• [PROBLEM A] Summarize the wedding-day blog post in two sentences.
• [PROBLEM B] Carry the wedding-day blog post forward from its final sentence.

• [DOCUMENT PASSAGE]
== == ==
Wednesday, March 22, 2006

One day in March, 2005

The end of The Long Dark Winter, a few days into Spring…Beginnings…

Not warm, per se, not sunny, but warm enough to wear open-toed high heeled sandals without the danger of feet turning blue and cracking and falling off. Plus a red Chinese silk brocade blouse. No white wedding here this morning…

I arose when it was still dark. Drank some green tea, did a half an hour of yoga. We had to be there quite early, there was no other time slot available.

A rush of makeup and hair tied up with a lacquer pin, and him running around stuffing last minute items in the suitcase. What would the weather in Venice be like at this time of year? One collapsible black trenchcoat, for us to share..

His friend from school days calls fifteen minutes before we depart the apartment. "Tu peux me prêter une cravate? J'ai pas de cravate moi". He puts down the phone in exasperation, couldn't he have thought of that a little EARLIER, and continues stuffing the suitcase like a Thanksgiving bird.

I can still hear that David Bowie song that kept running through my head, for one reason or another:
Never gonna fall for
Modern Love
Walks beside me
Walks on by
Gets me to the Church on time
Church on time

I'd imagined walking but in the end time did not permit. Plus we are dragging a big suitcase, and there is some teetering on the aforementioned heels. We call a taxi.

"Ça me fait plaisir de vous amener à la Mairie pour le mariage.."

A small group outside. As had happened on several occasions before, when we dropped off the marriage dossier, and came back to grin at the posted bans, a sigh of frustration, that we didn't live just two streets east, in the 18th, where the Mairie is nineteenth century, and instead we are forced to be join lives in the circa 1970 concrete utilitarian block that is the Mairie du 17eme. Yes, sigh…

Some photos, taken by a sign: Paris 2012: L'amour des Jeux. A couple of cigarettes even though I don't usually smoke in the morning. A shuffle into what reminds me of my elementary school's assembly hall. A lady wearing a tricolore sash, smiling.

A ceremony in French, a Cartier ring, chosen at Galeries Lafayettes weeks before, had been sitting in its wrapped package on the dresser since.

Not "I do", which as a teenage girl I had always thought it would be, but "Oui".

A kiss.

"Les américains qui se marient à Paris" says the lady in the tricolore as she sees our birthplaces on the livret de famille. I can practically hear his teeth biting his tongue. Je suis pas américain. Je suis canadien. Je suis français. Je suis californien.
== == ==
• [RECORDED DATA]
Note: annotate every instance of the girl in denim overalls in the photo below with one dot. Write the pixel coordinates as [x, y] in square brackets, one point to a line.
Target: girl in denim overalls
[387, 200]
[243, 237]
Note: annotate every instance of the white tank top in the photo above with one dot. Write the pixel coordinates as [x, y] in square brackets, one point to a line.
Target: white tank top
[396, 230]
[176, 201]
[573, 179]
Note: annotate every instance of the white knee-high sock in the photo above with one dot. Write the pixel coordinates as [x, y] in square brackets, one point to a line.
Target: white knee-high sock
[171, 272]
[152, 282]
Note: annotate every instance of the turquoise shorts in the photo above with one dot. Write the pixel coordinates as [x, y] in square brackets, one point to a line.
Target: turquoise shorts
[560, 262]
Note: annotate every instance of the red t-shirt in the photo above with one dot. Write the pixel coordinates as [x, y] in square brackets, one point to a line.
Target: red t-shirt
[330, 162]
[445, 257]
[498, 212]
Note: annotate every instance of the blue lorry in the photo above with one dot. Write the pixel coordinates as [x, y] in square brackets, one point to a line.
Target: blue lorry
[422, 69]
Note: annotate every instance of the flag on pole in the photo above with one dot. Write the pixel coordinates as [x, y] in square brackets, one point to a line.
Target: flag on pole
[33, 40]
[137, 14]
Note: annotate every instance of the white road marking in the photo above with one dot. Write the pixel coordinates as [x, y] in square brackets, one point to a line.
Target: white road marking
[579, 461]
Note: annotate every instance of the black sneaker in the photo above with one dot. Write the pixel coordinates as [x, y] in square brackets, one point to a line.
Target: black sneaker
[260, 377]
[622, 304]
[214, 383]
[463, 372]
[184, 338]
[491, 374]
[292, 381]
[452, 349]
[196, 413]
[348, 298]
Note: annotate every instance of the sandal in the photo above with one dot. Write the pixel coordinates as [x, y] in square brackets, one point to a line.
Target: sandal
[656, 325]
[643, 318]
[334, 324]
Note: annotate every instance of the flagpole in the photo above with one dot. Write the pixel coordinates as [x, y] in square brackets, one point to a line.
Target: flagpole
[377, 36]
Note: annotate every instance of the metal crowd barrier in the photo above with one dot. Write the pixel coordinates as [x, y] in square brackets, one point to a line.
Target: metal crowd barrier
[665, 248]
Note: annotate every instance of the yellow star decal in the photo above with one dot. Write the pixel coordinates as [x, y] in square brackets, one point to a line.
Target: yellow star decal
== == ==
• [EXPECTED OUTPUT A] On an early spring morning in March 2005, the narrator and the groom rush to get ready, pack a suitcase for a trip to Venice, and take a taxi to the Mairie du 17eme in Paris, a 1970s concrete building. A lady in a tricolore sash conducts the ceremony in French, the couple say "Oui" and kiss, and the officiant calls them Americans marrying in Paris, a remark the groom bites his tongue over.

• [EXPECTED OUTPUT B]
It is done. A walk to Place Clichy for a taxi to the airport. My feet hurt. Some waves from the taxi. I look at the ring, on a finger that has always been devoid of jewelry.

Up in the air and back down again. A long boat ride from Marco Polo airport, making one stop at the island of Murano before finally dropping us in front of the fog-shrouded Campanile. I have since changed shoes, back into the beloved chucks. A map purchased on the Piazza San Marco, followed by crossing canals for an hour, squeezing into crowded medieval passageways, over small arched footbridges, past scores of display windows draped with Venetian masks, stopping to lecher les vitrines in front of the gelato shops, backtracking, searching for our yellow hotel. And then…

And then…a pasta meal, some attempts at uttered Italian, a bottle of bubbly Prosecco Spumante purchased at a little wine shop, two plastic glasses offered to us by the shopkeeper, for our gondola ride. Our gondolier doesn't sing. Sipping said Prosecco through the dark, candlelit, silent back canals of Venice, no sound, except the gentle rippling of water lapping at the gondola. We feel inclined to whisper.

And then…

And then it is late, and we merely sit on the banks of the Canal Grande, legs hanging off the side, and look at the lights of Venice under the moon. Finish off the Prosecco, swigging from the bottle since we left the glasses on the gondola. We just sit, watch, and pass the bottle back and forth.

A year of someone who really does understand…

This post is for him….

Bridge over water

Bridge over water
Originally uploaded by Frenchpage.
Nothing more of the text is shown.